START TASK INPUT

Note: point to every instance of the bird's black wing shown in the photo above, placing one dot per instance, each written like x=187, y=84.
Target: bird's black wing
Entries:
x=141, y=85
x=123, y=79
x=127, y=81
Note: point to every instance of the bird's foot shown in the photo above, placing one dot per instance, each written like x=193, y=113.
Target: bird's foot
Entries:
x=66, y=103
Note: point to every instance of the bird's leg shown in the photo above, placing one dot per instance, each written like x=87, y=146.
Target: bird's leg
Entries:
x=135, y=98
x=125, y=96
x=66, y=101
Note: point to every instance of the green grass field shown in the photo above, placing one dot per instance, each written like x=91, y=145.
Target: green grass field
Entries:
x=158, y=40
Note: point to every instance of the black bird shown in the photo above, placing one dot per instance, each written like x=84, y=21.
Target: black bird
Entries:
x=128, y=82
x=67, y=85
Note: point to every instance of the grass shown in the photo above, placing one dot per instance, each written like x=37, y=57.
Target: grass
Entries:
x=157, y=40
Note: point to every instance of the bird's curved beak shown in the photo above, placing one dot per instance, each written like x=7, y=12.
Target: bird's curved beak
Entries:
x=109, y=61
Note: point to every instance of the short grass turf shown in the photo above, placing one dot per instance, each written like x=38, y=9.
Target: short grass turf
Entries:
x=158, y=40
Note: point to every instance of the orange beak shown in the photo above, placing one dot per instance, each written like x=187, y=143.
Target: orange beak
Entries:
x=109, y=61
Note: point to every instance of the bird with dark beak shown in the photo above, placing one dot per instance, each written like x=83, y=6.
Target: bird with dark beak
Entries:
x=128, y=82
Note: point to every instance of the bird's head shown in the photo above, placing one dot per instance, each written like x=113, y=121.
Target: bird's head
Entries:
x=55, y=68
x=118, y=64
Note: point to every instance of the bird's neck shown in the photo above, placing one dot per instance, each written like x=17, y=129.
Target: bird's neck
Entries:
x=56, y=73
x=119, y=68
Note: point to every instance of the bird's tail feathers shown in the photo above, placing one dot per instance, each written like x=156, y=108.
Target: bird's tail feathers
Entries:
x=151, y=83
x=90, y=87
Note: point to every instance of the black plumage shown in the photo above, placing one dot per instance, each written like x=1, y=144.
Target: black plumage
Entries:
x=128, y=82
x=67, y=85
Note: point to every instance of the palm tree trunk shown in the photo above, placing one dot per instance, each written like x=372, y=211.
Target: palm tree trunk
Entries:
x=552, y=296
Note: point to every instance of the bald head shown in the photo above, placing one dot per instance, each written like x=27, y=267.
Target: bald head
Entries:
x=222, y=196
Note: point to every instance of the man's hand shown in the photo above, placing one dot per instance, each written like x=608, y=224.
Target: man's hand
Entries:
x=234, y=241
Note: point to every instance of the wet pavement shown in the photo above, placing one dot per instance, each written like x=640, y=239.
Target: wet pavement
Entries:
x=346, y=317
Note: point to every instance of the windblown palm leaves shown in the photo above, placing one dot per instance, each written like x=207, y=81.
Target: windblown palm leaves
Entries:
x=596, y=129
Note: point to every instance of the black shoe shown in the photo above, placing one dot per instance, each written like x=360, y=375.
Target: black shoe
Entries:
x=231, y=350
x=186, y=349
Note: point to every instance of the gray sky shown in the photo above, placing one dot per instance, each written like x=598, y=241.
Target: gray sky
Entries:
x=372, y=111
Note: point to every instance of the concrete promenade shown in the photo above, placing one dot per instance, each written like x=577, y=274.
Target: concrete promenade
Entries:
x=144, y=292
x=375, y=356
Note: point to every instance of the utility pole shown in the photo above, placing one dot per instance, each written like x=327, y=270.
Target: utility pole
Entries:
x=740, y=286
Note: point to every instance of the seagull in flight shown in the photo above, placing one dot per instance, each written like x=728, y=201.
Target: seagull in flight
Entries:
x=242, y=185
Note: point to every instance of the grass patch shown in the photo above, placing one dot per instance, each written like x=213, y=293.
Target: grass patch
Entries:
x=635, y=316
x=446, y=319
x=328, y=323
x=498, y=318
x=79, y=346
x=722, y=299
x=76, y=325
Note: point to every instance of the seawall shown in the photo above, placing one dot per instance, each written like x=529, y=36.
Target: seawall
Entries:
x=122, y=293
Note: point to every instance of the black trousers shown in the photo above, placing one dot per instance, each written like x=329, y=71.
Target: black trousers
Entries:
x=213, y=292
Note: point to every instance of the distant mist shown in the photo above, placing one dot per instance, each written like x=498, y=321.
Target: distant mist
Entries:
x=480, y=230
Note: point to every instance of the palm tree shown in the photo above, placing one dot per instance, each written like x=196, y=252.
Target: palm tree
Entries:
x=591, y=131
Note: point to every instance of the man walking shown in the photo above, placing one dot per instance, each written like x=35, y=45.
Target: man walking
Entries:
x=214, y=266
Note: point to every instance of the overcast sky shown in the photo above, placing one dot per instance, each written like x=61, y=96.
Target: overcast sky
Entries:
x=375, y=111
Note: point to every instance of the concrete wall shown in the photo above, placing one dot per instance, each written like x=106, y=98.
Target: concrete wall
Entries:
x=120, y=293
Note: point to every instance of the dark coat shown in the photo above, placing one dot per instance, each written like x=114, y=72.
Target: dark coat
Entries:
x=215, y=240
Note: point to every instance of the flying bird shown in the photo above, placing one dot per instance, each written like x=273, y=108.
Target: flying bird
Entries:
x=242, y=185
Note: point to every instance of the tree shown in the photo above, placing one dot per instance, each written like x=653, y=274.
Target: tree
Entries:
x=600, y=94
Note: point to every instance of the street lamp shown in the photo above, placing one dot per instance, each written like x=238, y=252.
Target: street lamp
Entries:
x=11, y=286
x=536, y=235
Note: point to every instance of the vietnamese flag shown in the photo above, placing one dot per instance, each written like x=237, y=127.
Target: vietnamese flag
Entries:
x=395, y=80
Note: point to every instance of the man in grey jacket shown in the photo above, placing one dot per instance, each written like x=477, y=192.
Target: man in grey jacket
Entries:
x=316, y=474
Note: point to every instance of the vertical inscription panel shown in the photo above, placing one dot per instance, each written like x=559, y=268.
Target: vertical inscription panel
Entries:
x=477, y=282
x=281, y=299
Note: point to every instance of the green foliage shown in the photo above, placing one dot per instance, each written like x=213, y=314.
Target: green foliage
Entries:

END TASK INPUT

All that belongs in the answer is the run of lines above from the line containing "Note: point to every instance of the flying" through the line containing "Target: man in grey jacket", exactly as written.

- **RESULT OF THIS TASK**:
Note: point to every instance of the flying bird shown in the photo above, placing one dot per instance, each written like x=273, y=108.
Target: flying bird
Entries:
x=242, y=185
Note: point to every instance of the tree shown in the photo above, placing one dot per instance, each written like x=653, y=274.
Target: tree
Entries:
x=600, y=94
Note: point to every instance of the street lamp shown in the photo above, placing one dot per instance, each written like x=238, y=252.
Target: street lamp
Entries:
x=11, y=286
x=536, y=235
Note: point to every instance of the vietnamese flag shown in the photo above, placing one dot per instance, each written like x=237, y=127.
Target: vietnamese flag
Entries:
x=395, y=80
Note: point to every instance of the man in grey jacket shown in the photo above, placing one dot per instance, each written like x=477, y=192.
Target: man in grey jacket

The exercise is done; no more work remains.